● **Work request**: In the book review excerpt, what gave George Augustus Robinson the property and status he had yearned for after he returned home?

● **Supplied passage**:
Both through her own personal connection, and in keeping with her earlier book Truganini (my review here), Pybus focusses particularly on the islands north and east of Tasmania and the nearby mainland coastal areas, and the remaining people of the different nations on Van Diemen’s Land who were shipped between Wybalenna (Flinders Island) and Oyster Cove. They are so few that they can be named, and she does so in her Appendix 2. I’ve read quite a bit about George Augustus Robinson, the ‘Protector’ but I was unaware of his upwards change of fortunes once he returned ‘home’, where a lucrative marriage gave him all the property and status that he ever yearned for. He barely needed the dozen or so skulls that he carried in his luggage home, sourced from the First People who died under his ‘care’ at Wybalenna.
Lady Jane Franklin, too, is cast in a different light by her cultivation of collectors in her circle of friends, particularly young and handsome ones. Her expeditions across rugged terrain take on a new meaning when you realize the collecting intentions of the gentlemen accompanying her. The sheer number of surgeons and doctors in Pybus’ Appendix 1 of ‘The Worshipful Society of Body-Snatchers’ is chilling.

Rows excerpted from a collection:

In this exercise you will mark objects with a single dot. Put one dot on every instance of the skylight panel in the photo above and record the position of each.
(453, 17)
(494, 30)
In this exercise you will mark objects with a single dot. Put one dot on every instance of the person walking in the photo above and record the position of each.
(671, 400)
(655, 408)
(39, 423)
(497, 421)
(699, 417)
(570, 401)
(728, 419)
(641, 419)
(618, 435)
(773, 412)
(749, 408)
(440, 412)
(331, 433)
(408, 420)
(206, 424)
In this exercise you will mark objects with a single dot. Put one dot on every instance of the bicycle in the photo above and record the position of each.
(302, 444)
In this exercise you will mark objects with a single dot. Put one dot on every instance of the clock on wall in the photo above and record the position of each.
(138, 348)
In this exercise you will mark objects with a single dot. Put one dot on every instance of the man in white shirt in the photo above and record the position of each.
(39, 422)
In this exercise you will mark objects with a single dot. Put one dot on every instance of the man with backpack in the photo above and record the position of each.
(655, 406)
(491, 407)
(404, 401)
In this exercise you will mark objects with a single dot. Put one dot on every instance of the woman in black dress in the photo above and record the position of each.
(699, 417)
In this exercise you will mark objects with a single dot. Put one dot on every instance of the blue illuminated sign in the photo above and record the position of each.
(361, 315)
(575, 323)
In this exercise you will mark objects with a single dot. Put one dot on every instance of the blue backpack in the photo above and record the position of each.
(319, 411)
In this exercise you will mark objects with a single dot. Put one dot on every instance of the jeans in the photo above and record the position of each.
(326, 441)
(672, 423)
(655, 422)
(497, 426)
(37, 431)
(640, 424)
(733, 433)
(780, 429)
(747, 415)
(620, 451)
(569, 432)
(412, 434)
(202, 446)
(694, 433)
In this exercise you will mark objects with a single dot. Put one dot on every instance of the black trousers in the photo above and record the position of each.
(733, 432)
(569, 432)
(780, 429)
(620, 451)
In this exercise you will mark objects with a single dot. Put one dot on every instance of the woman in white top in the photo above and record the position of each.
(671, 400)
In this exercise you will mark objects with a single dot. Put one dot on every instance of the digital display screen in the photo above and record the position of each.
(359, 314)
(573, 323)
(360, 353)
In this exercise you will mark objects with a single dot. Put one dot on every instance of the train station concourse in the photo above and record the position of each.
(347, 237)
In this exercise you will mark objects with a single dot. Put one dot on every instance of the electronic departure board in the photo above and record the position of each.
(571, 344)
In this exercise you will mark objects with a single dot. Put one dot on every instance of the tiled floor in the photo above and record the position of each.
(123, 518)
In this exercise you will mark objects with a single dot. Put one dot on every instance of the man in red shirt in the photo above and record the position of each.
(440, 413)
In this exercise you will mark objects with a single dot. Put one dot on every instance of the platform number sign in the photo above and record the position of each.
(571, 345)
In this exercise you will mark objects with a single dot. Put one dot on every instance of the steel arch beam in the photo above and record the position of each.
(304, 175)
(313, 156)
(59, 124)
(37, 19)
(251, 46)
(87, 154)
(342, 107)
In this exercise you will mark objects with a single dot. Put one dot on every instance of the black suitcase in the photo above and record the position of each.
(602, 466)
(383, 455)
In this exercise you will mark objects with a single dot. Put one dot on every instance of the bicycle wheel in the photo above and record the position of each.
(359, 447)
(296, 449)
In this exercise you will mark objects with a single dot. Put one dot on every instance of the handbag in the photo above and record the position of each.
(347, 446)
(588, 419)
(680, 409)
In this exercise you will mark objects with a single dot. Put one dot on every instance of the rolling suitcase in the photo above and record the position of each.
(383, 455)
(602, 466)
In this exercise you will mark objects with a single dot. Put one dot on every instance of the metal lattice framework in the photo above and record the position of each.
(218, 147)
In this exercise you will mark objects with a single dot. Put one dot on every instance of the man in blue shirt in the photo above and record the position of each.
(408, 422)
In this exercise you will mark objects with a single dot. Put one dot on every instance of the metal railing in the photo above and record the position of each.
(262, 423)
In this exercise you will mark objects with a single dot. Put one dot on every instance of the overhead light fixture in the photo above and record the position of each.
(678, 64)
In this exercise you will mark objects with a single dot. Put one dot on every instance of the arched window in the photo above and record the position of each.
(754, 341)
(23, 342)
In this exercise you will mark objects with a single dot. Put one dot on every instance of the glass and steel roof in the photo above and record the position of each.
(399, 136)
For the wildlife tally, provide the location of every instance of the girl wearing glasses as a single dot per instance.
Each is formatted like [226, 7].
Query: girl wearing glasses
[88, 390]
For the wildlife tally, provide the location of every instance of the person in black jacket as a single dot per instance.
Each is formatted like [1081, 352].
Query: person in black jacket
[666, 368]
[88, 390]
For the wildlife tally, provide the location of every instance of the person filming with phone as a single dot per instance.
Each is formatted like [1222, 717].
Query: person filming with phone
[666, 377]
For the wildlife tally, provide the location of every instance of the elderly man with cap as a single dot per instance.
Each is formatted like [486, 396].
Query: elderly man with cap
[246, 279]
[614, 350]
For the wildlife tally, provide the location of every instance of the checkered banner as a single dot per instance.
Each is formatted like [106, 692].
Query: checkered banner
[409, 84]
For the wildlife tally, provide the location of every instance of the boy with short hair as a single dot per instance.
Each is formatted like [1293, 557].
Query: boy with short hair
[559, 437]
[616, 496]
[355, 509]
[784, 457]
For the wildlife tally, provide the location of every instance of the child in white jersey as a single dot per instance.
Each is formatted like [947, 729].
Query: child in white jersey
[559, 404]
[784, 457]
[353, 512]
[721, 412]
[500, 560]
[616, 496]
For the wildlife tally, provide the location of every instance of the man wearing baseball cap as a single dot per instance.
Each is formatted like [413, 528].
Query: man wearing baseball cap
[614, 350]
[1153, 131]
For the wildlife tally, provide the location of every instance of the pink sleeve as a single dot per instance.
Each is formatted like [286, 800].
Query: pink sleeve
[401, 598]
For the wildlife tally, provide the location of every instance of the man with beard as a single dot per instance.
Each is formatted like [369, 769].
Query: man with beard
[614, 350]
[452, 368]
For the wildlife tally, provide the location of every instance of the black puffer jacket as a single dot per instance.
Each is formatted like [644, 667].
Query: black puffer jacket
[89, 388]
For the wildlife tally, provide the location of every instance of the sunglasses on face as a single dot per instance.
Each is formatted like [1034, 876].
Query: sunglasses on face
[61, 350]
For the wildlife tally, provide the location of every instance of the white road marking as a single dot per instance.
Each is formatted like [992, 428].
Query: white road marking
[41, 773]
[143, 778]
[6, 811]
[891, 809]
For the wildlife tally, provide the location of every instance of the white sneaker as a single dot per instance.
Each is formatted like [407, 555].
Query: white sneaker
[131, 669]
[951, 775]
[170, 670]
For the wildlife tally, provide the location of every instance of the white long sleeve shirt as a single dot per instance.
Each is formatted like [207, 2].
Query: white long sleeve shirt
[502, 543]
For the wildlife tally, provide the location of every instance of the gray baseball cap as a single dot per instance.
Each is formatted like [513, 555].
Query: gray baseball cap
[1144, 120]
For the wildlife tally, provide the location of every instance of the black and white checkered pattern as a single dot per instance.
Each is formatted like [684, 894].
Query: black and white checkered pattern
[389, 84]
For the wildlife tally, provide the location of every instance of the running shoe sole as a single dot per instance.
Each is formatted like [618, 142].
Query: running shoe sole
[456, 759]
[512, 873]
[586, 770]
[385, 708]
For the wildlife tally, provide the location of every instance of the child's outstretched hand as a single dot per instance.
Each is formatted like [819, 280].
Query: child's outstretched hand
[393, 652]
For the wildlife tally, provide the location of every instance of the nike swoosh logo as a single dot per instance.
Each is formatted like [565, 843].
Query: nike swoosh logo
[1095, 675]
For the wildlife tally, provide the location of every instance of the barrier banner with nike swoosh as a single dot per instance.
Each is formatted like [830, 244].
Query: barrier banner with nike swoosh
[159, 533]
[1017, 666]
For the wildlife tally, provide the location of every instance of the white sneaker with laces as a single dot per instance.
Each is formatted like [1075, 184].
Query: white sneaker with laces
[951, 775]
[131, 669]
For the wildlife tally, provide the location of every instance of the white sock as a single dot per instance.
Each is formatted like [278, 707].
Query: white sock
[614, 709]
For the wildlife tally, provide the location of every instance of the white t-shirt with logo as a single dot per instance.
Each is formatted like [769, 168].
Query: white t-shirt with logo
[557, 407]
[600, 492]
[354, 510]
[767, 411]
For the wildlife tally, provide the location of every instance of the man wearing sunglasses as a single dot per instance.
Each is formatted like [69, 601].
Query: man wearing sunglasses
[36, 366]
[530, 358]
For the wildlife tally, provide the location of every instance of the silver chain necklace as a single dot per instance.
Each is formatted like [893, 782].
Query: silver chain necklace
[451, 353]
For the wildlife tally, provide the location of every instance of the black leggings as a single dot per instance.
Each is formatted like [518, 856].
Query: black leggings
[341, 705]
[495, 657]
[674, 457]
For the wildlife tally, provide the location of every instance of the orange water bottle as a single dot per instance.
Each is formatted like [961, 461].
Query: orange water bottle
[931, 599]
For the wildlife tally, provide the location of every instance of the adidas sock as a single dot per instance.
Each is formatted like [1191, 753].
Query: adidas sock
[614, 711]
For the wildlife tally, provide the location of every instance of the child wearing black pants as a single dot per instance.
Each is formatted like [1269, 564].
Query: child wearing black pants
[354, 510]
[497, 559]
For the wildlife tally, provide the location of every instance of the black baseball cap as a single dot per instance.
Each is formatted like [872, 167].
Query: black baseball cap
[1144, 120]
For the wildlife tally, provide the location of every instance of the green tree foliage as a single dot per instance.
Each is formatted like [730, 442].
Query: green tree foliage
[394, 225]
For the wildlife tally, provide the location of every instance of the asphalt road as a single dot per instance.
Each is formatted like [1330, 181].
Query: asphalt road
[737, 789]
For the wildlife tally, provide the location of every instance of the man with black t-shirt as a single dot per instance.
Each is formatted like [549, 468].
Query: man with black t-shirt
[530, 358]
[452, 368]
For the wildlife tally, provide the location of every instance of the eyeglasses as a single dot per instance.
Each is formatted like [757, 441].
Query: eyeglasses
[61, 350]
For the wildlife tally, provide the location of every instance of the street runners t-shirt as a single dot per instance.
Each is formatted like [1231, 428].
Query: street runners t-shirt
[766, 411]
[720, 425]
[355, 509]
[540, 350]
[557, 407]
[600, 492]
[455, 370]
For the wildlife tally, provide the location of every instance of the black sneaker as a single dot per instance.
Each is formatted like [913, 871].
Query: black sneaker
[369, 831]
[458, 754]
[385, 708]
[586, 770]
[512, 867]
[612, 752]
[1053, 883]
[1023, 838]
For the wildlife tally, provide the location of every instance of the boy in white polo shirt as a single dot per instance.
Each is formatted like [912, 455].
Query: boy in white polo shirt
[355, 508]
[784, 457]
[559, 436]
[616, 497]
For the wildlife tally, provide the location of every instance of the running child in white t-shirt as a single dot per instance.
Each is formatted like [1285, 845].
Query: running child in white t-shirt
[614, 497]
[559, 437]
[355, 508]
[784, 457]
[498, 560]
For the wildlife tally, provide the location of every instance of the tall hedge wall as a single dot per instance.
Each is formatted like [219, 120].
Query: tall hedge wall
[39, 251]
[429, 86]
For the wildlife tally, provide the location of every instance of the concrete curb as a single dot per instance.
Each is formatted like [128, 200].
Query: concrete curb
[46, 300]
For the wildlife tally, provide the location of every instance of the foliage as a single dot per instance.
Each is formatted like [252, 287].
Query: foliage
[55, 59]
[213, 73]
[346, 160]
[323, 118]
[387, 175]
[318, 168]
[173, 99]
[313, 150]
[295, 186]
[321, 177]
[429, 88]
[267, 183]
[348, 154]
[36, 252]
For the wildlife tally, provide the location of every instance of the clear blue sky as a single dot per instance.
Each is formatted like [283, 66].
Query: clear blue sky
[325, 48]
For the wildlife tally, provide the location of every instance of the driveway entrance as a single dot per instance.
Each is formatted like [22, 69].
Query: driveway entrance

● **Task solution**: A lucrative marriage.